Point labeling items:
+++++
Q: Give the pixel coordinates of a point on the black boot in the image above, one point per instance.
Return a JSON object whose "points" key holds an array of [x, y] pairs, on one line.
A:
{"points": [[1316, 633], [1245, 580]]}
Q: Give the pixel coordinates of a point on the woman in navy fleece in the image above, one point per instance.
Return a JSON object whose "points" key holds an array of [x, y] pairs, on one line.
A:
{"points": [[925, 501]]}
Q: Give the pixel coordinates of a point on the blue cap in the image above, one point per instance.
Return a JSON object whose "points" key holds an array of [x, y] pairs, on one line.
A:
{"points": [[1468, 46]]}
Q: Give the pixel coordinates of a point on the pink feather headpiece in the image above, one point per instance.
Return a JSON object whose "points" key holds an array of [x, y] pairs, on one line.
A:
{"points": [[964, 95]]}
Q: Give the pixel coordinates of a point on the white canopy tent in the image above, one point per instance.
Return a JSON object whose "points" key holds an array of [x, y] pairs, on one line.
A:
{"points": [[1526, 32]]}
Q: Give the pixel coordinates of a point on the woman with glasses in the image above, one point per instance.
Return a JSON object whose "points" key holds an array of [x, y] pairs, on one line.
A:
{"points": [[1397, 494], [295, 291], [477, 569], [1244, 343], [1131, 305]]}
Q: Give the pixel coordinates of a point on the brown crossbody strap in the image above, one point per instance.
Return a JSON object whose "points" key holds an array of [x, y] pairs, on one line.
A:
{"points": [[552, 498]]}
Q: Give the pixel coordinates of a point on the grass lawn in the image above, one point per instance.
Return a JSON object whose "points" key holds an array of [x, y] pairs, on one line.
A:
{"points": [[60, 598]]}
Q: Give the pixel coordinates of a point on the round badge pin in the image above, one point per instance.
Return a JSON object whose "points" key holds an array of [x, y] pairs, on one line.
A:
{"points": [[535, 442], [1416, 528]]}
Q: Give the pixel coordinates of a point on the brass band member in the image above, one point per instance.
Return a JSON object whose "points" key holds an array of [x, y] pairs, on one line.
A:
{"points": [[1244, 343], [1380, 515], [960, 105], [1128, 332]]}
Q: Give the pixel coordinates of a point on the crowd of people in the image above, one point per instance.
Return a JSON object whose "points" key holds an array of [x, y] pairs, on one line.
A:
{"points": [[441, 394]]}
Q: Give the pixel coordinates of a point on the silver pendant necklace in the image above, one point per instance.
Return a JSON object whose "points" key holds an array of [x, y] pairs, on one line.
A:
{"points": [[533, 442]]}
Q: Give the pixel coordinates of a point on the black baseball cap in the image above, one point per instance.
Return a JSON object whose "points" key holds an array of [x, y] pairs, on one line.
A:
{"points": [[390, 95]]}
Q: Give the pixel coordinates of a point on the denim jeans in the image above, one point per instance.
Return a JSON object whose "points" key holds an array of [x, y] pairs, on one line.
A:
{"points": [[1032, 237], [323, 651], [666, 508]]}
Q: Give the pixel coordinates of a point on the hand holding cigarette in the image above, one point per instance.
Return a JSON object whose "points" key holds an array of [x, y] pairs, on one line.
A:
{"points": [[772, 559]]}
+++++
Transcribe every one of the items above, reproducing each line without any alteration.

Q: Give the pixel coordinates of a point on the black boot in the image above, one point per instance.
Return a JSON object whose "points" key holds an array of [x, y] pairs, on one line.
A:
{"points": [[1316, 633], [1245, 580]]}
Q: Give the pixel coordinates of a point on the woman in navy fleece in the image above, one point per instance.
Return a JSON object whose "points" key holds an array of [x, y] pairs, on one line.
A:
{"points": [[925, 501]]}
Q: Give the pixel coordinates of a point on the blue cap in the image above, one point per instance.
Return a JSON object whose "points" key holds an array of [x, y] pairs, on one line.
A:
{"points": [[1468, 46]]}
Q: Give the pixel coordinates of a point on the pink feather headpiece in the image above, one point per instance.
Return a JSON object whose "points" key holds an array of [x, y] pairs, on one line.
A:
{"points": [[964, 95]]}
Q: Give the pixel coordinates of a point on the white canopy tent in the image above, one point per instance.
Return a JSON object whose "points" key holds an array of [x, y] pairs, on one line.
A:
{"points": [[1526, 32]]}
Q: Give the pixel coordinates of a point on the woman with glasses in the image above, one point per instance.
Return a JSON object whose "points" key holds an array of [x, y] pairs, on one line.
A:
{"points": [[1397, 494], [295, 291], [477, 569], [1244, 343], [1131, 305]]}
Q: Give the pixel coordinates of a point on the brown crossbody strap in the image above, one point per instance.
Return a JSON object whose "points" key holds an array of [x, y] pairs, on one line.
A:
{"points": [[552, 498]]}
Q: Give the pixel coordinates of a point on the grass lawn in the image above, one point per instance.
Return a JSON object whose "points" key holds an array of [x, y] pairs, on one line.
A:
{"points": [[60, 598]]}
Q: Give the pixel coordinates of a point on the round badge pin in the image above, one point per instance.
Return a JSON object whose "points" key holds an array of [x, y] pairs, on one line.
A:
{"points": [[535, 442], [1416, 528]]}
Q: Give the pixel coordinates of a point on the brass band member in the image above, one point per instance.
Return a JSON object whose "points" key holds an array of [x, y] pairs, on one line.
A:
{"points": [[1244, 343], [1380, 515], [960, 105], [1128, 332]]}
Q: Give the pixel coordinates of a point on the crowd of people in the image above, one point per instance.
Return a JSON object whose "points" key holds an array of [x, y] pairs, on one line.
A:
{"points": [[441, 394]]}
Q: Give the pixel coordinates of a point on the silver pendant necklace in the image above, one point per instance.
Return a JSON object whose "points" key holds an array of [x, y] pairs, on one line.
A:
{"points": [[533, 442]]}
Q: Give the pixel coordinates of a point on the black baseball cap in the image above, one point per instance.
Return a JSON object whose "points" key holds an array of [x, y] pairs, on one line.
A:
{"points": [[390, 95]]}
Q: Give the pixel coordinates of a point on the denim jeans in the image above, one point per instance.
Return a JSON object whose "points" key holds an array of [x, y] pairs, on one line.
A:
{"points": [[1032, 237], [323, 651], [666, 508]]}
Q: Give the pixel coordinates of a point on the hand holding cigarette in the image above, one point per instance.
Return a JSON object whose "points" key holds an array of [x, y] pairs, on one line.
A:
{"points": [[772, 559]]}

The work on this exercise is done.